### Exercise brief
Look through the data below for the line with "Target: white line on grass", and transcribe it exactly together with each line after it up to and including the line with "Target: green socks". Give nothing else.

##########

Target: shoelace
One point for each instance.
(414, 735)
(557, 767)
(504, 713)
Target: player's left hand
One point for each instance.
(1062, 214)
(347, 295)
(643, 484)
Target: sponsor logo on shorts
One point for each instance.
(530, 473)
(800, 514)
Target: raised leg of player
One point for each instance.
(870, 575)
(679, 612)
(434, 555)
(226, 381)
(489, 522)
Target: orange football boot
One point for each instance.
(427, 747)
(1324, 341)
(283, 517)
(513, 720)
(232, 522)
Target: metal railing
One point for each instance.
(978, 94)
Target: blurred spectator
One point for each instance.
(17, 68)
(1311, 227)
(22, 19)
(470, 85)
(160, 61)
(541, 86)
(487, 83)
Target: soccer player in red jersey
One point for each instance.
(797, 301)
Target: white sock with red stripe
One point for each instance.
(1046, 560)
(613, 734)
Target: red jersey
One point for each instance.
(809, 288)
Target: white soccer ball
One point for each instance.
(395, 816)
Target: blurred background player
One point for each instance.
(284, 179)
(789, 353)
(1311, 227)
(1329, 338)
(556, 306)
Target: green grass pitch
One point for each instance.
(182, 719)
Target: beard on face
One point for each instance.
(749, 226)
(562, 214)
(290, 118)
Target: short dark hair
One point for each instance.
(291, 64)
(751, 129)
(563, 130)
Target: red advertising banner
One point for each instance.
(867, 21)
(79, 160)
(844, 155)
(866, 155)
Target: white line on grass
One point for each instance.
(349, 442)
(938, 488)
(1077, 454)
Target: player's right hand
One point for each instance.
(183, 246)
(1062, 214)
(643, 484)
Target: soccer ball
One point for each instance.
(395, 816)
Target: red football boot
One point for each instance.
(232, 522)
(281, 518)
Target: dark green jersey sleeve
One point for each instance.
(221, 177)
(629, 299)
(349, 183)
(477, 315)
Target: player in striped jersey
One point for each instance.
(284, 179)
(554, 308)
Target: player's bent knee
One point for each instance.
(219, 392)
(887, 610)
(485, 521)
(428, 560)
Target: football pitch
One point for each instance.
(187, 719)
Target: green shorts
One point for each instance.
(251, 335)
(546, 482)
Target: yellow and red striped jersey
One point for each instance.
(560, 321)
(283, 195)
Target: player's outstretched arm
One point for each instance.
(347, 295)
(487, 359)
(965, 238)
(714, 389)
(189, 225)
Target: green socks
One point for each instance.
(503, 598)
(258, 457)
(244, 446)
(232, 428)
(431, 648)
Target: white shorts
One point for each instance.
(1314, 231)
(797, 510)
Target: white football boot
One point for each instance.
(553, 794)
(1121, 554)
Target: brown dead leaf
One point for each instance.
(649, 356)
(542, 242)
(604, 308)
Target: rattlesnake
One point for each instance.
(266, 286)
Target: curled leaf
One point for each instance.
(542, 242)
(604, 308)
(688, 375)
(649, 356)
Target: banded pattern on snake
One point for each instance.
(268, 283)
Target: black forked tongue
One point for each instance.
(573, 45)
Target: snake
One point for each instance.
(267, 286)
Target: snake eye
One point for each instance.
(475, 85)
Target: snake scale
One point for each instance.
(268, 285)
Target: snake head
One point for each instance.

##########

### Output of the task
Target: white line on grass
One point for each instance.
(349, 442)
(938, 488)
(1077, 454)
Target: player's right hand
One point for each instance.
(183, 246)
(1062, 214)
(643, 484)
Target: soccer ball
One point for each instance.
(395, 816)
Target: red football boot
One point for each instance.
(232, 522)
(281, 518)
Target: dark green jersey sleeve
One point for each instance.
(221, 177)
(629, 299)
(349, 183)
(477, 315)
Target: player in striped jersey
One point for each instance.
(284, 179)
(554, 308)
Target: player's bent knee
One point for each instance.
(219, 392)
(887, 610)
(485, 521)
(428, 560)
Target: football pitch
One point for each instance.
(187, 719)
Target: green shorts
One point for each instance.
(251, 335)
(546, 482)
Target: yellow and red striped jersey
One point for each instance.
(560, 321)
(283, 195)
Target: player's outstretched arm
One point for each instance.
(347, 295)
(487, 359)
(965, 238)
(714, 389)
(189, 225)
Target: green socks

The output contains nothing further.